* _Recorded data_:

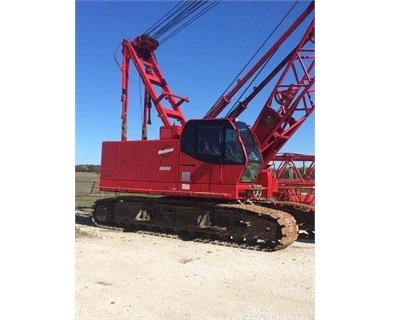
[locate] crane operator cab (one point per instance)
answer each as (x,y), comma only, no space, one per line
(223,146)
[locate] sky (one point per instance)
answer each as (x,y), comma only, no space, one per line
(199,62)
(53,56)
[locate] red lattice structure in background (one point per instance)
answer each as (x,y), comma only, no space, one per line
(298,185)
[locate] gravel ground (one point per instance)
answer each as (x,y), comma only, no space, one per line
(140,276)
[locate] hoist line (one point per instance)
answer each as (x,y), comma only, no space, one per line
(190,21)
(179,16)
(253,56)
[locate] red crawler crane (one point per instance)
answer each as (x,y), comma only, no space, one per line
(202,171)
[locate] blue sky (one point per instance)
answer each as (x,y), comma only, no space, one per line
(199,62)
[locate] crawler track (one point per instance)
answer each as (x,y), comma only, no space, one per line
(304,215)
(235,224)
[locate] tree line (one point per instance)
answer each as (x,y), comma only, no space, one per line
(87,168)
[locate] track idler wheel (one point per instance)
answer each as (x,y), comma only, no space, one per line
(104,213)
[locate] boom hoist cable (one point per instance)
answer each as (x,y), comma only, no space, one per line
(141,52)
(225,98)
(176,16)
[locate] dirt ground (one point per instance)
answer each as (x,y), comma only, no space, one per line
(121,275)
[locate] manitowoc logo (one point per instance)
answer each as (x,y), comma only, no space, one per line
(165,151)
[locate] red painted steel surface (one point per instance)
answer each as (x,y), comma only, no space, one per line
(158,167)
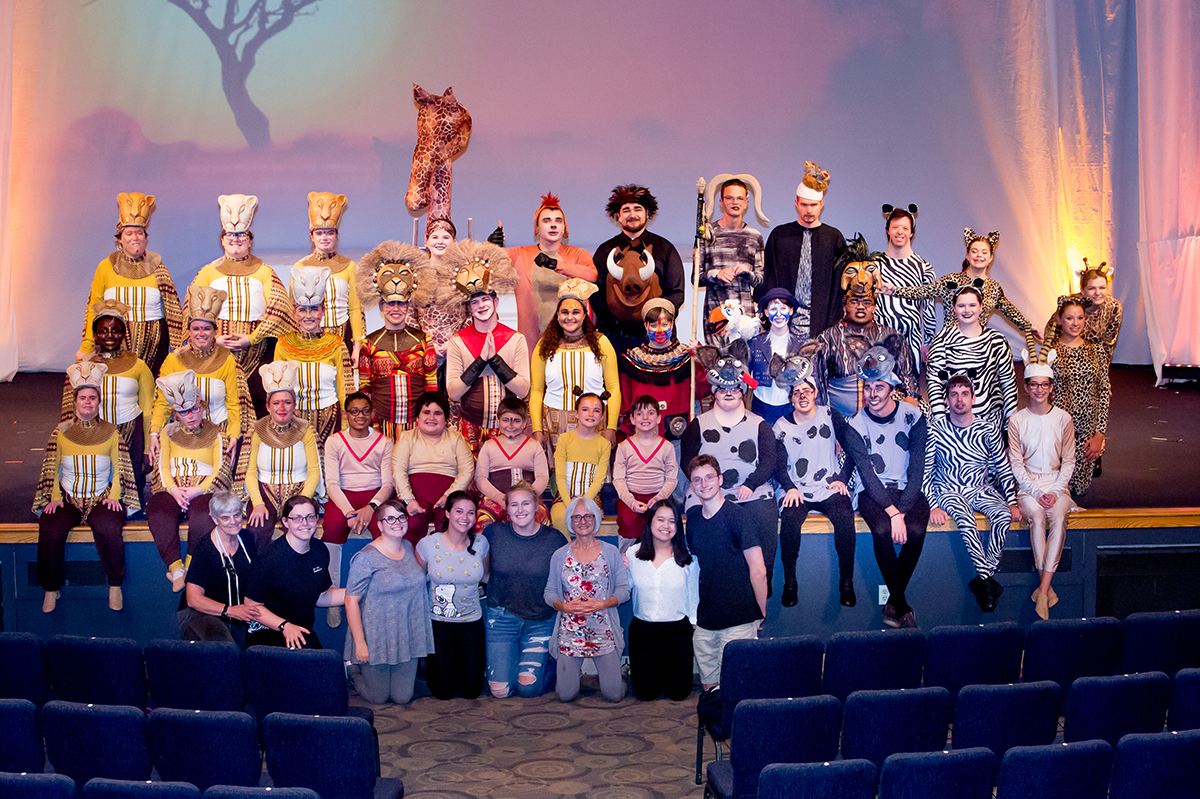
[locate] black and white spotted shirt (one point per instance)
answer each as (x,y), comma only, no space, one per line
(961,460)
(889,452)
(807,457)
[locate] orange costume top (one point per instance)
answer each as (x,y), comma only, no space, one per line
(538,286)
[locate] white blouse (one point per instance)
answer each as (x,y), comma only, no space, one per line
(665,594)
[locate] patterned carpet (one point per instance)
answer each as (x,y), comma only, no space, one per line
(540,749)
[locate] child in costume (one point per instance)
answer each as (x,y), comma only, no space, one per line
(191,467)
(645,470)
(399,360)
(85,478)
(507,460)
(137,278)
(581,457)
(343,311)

* _Exercise details_:
Return a copy of each line in the entries that carries the string "white".

* _Response to the exercise_:
[locate] black and white spotted shirt (one point per instance)
[locate] white blouse (one point per instance)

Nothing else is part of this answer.